- [TASK REQUIREMENTS] Please rewrite the lines starting with the one that contains "Task: point out the wooden" and going on through the one that contains "point(761, 448)", both included, and give only those lines. Multiply each point coordinate given as an answer by 0.2 and round it to a whole number with halves going up, leaving every other number unchanged.
--- BEGIN RECORDED DATA ---
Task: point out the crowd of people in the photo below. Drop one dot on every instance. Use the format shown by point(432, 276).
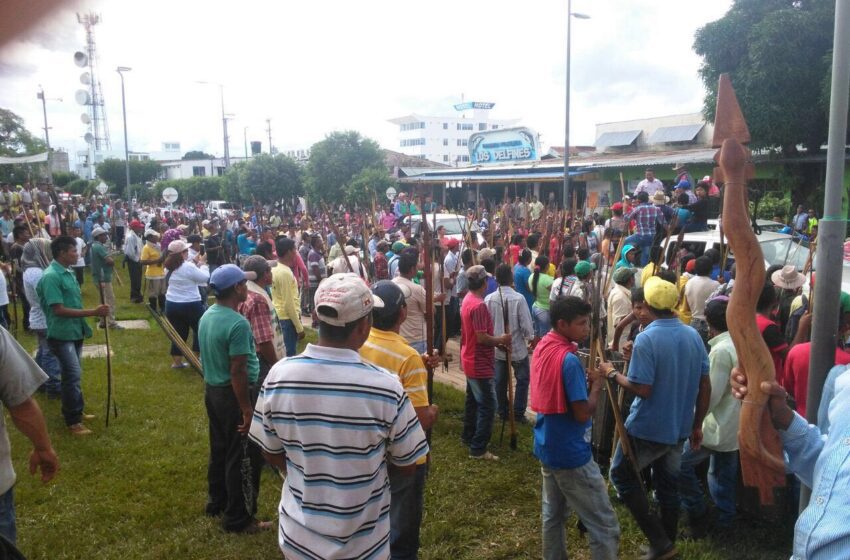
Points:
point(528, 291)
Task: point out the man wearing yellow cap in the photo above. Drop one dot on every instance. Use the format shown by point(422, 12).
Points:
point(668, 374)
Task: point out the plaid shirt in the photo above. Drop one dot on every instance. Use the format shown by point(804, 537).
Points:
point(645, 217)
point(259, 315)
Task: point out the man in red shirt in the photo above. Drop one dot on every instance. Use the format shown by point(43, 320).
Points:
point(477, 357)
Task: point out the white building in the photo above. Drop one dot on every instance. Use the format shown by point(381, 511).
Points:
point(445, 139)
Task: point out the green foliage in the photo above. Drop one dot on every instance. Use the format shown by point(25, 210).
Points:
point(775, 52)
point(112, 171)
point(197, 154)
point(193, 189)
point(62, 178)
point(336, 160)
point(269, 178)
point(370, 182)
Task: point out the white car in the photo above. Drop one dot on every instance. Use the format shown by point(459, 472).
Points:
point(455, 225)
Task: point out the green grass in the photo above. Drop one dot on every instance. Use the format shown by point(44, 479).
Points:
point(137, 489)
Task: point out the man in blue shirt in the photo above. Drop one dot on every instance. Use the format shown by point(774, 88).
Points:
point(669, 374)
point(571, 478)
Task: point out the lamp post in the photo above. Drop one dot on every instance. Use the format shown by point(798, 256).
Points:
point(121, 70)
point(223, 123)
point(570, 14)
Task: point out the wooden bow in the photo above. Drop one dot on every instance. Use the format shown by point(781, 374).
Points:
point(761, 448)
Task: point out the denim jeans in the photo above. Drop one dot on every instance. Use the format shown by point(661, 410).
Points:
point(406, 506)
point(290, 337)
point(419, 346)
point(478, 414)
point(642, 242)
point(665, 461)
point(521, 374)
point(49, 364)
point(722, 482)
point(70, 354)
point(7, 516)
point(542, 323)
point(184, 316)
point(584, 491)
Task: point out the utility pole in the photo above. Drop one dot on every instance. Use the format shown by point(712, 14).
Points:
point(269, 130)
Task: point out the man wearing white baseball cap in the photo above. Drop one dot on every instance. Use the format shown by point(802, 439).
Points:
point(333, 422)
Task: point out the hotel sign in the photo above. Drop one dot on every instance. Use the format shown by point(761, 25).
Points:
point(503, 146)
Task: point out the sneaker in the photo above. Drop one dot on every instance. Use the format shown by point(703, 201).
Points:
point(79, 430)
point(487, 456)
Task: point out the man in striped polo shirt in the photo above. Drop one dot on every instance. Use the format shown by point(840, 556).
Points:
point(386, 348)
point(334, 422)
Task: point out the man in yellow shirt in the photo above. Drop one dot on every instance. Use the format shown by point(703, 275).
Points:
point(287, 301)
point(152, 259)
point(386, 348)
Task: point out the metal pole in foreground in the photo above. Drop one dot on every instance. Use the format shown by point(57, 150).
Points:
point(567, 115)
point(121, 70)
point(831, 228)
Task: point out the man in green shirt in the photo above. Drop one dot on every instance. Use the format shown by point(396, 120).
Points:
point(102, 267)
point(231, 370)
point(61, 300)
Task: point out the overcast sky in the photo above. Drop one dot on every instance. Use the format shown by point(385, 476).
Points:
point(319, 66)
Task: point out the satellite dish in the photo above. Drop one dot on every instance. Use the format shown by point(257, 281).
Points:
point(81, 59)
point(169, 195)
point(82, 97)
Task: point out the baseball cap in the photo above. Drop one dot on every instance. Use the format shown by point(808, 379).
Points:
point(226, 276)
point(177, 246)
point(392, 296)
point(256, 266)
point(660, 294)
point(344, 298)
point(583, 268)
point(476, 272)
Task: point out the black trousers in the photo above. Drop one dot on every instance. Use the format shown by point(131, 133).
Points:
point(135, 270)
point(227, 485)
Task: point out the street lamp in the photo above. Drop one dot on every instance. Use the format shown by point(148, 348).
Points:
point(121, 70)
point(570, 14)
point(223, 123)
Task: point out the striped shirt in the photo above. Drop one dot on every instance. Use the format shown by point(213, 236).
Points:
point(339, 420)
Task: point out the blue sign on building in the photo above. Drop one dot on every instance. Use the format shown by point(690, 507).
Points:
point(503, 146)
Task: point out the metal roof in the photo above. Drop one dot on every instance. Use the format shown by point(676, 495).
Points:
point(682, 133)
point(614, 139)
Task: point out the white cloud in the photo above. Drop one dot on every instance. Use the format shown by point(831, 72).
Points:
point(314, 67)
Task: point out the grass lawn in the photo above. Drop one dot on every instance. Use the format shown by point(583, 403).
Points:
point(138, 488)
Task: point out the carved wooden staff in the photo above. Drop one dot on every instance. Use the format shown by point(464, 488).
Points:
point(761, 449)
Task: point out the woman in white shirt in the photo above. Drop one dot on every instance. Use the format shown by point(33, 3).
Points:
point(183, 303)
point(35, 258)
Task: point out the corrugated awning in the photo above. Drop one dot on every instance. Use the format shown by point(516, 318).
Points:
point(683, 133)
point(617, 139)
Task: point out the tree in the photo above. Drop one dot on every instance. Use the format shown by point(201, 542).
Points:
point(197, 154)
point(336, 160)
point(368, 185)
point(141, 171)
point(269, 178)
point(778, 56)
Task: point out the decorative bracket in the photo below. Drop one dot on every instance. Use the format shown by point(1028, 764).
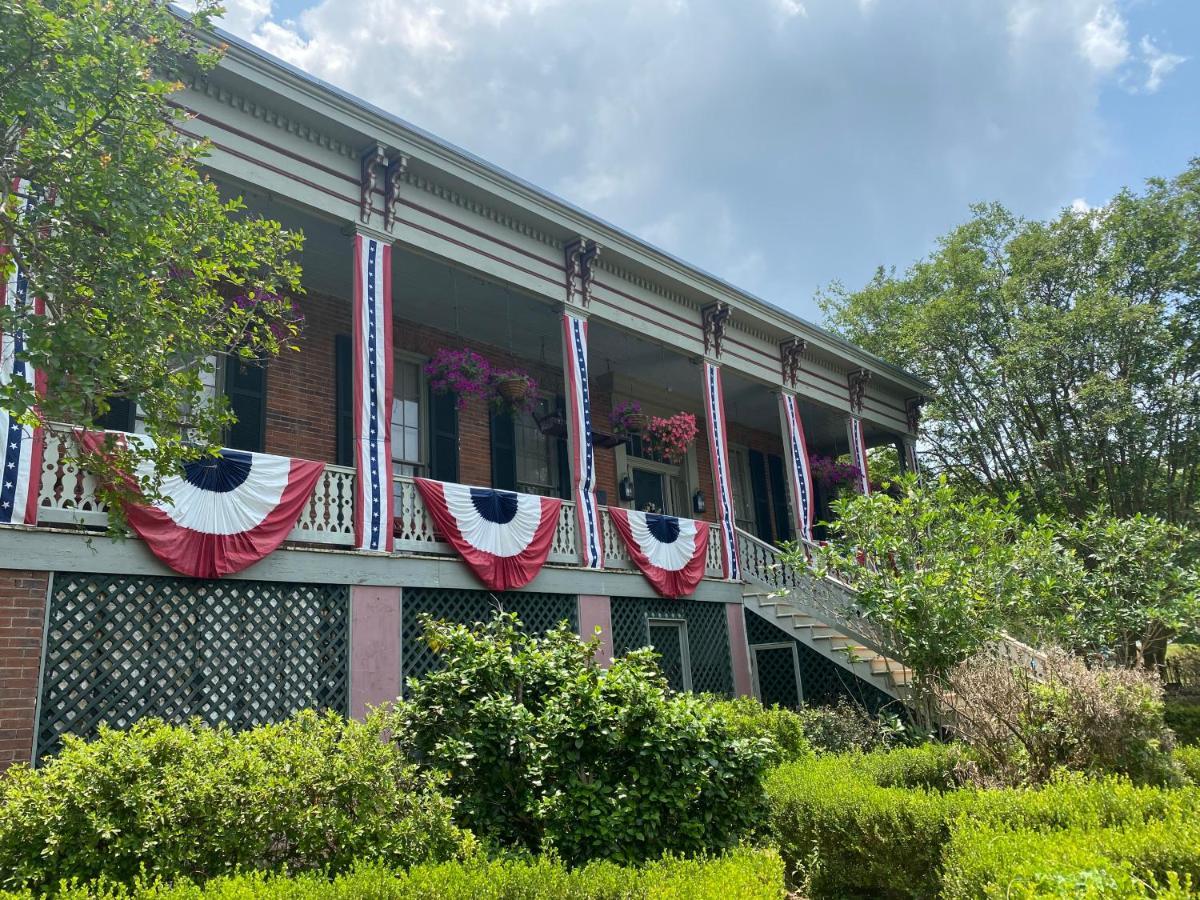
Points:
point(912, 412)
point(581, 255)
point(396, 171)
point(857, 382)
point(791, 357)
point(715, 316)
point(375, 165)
--- END RECORDED DATA ---
--- BEGIN RECORDED DATA ---
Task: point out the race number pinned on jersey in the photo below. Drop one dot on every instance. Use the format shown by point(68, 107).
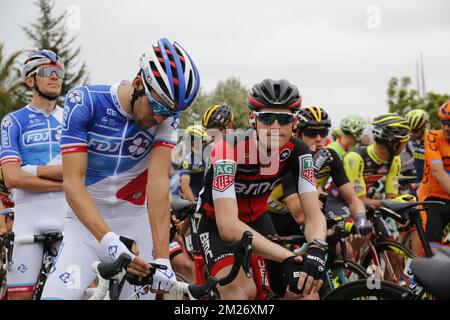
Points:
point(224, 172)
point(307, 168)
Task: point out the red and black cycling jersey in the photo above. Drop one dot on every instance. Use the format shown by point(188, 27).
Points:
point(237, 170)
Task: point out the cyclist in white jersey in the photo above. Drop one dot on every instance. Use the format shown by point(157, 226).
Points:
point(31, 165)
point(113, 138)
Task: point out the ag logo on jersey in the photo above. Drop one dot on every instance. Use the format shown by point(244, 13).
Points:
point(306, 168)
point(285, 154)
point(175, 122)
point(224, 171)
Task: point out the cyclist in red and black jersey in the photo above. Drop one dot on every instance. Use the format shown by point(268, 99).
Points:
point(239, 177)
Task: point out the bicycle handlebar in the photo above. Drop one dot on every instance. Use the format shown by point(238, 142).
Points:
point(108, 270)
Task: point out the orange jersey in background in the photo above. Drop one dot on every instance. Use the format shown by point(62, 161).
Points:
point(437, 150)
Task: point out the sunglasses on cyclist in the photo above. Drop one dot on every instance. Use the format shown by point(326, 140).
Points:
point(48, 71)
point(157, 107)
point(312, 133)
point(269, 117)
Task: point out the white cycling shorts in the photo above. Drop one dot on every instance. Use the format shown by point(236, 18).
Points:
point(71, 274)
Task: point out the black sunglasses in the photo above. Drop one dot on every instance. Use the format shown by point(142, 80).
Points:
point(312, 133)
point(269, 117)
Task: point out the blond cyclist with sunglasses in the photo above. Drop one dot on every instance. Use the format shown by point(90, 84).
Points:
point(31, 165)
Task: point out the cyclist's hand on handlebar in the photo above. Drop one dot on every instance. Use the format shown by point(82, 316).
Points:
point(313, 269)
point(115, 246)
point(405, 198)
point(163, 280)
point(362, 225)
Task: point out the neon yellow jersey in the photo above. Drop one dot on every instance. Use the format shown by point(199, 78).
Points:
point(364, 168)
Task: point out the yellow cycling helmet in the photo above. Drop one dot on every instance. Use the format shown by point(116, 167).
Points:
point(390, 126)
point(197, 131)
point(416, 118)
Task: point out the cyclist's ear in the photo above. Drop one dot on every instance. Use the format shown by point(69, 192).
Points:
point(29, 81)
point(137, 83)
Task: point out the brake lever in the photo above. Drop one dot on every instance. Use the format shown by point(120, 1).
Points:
--- END RECORDED DATA ---
- [SOLUTION FOR THIS TASK]
Task: point out the wooden bow in the photo above. Drop one dot on every instance. Use the format shown by point(781, 374).
Points:
point(152, 90)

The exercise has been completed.